Texte à lire »
###
Aussitôt que le gouvernement chilien eut pris possession des terrains salitraires, il s’occupa de trier les titres de propriété qui circulaient et de déjouer les ruses des falsificateurs. La tâche présentait de sérieuses difficultés, car les certificats que le Pérou avait distribués à ses créanciers, avaient été imités adroitement, et des propriétaires surgissaient de toute part. Néanmoins on vint à bout de l’entreprise. Le Chili reconnut les droits de quiconque lui exhibait des bons en règle, et se réserva de vendre plus tard, comme biens nationaux, les cantons neufs qu’évaluerait une commission d’experts.
###
Entrées affichées »

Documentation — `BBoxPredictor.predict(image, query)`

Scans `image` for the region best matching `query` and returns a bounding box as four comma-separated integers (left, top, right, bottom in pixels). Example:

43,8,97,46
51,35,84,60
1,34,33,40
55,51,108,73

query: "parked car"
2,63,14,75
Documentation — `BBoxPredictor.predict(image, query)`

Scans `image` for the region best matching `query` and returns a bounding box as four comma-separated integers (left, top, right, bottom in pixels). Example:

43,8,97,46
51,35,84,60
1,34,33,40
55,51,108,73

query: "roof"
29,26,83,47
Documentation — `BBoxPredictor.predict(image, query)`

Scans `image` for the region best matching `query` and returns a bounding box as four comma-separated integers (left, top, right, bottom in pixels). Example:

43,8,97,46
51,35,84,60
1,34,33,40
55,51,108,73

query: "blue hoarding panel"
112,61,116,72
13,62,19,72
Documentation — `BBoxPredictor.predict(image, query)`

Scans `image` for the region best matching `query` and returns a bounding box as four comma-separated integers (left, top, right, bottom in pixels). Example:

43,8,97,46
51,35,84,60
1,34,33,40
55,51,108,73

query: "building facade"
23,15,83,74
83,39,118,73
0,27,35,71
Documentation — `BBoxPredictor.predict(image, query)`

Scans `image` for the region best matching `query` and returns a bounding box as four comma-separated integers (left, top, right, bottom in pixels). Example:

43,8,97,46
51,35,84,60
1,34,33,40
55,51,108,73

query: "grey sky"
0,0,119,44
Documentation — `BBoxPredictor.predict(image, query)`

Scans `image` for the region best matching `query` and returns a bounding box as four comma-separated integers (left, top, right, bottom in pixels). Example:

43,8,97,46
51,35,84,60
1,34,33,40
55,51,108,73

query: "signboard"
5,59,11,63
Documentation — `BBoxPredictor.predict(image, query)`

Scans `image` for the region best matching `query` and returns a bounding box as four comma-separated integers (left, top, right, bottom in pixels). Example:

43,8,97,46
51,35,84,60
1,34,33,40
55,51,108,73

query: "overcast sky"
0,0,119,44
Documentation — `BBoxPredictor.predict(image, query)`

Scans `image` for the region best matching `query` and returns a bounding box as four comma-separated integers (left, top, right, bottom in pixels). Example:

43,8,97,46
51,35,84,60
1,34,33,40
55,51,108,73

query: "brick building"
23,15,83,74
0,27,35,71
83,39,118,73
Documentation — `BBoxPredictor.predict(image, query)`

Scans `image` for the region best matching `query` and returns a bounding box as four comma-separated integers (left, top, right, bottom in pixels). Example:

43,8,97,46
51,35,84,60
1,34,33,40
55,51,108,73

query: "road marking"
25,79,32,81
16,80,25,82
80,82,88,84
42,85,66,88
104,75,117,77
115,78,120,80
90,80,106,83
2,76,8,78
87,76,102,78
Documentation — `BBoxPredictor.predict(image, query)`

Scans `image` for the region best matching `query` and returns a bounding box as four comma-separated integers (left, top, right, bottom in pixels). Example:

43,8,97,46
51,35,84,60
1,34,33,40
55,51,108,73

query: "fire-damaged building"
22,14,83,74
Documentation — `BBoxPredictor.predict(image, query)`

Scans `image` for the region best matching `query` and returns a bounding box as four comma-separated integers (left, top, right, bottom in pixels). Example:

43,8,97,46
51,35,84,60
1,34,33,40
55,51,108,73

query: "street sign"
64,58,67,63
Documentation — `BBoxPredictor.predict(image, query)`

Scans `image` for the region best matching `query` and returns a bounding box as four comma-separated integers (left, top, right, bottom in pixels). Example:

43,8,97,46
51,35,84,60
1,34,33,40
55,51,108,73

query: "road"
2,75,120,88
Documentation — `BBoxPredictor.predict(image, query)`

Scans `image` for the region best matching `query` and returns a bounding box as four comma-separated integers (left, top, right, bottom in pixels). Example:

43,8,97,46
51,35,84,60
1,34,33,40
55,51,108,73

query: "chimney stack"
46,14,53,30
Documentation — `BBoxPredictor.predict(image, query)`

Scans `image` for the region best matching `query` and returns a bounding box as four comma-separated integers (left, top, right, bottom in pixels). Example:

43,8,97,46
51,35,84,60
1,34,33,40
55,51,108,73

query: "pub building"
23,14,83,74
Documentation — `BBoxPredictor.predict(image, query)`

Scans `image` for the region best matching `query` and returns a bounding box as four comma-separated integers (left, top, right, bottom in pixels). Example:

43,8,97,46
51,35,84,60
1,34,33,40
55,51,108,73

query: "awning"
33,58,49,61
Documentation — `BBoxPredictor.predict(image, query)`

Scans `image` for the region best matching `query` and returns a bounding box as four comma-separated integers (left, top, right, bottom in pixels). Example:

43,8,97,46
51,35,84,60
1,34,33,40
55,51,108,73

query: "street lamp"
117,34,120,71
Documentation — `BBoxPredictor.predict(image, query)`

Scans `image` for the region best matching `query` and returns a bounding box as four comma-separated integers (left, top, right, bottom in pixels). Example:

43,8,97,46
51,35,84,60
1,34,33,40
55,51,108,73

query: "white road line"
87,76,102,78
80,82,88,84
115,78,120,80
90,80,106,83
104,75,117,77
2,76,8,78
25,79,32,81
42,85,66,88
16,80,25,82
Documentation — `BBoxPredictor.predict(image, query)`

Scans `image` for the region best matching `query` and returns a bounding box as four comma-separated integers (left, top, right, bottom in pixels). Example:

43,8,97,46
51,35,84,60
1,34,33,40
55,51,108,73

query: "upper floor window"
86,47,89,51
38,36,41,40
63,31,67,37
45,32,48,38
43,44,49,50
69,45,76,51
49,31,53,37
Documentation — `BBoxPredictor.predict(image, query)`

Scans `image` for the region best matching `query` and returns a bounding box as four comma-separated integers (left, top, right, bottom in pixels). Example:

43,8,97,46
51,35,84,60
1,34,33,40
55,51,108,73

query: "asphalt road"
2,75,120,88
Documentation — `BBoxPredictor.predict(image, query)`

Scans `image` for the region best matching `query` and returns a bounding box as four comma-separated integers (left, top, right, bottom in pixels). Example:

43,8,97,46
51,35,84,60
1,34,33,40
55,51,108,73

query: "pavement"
###
Consigne » Recopiez tel quel, dans le texte sur les terrains salitraires, le passage qui va de « Aussitôt que le » jusqu'à « une commission d’experts. » inclus.

Résultat »
Aussitôt que le gouvernement chilien eut pris possession des terrains salitraires, il s’occupa de trier les titres de propriété qui circulaient et de déjouer les ruses des falsificateurs. La tâche présentait de sérieuses difficultés, car les certificats que le Pérou avait distribués à ses créanciers, avaient été imités adroitement, et des propriétaires surgissaient de toute part. Néanmoins on vint à bout de l’entreprise. Le Chili reconnut les droits de quiconque lui exhibait des bons en règle, et se réserva de vendre plus tard, comme biens nationaux, les cantons neufs qu’évaluerait une commission d’experts.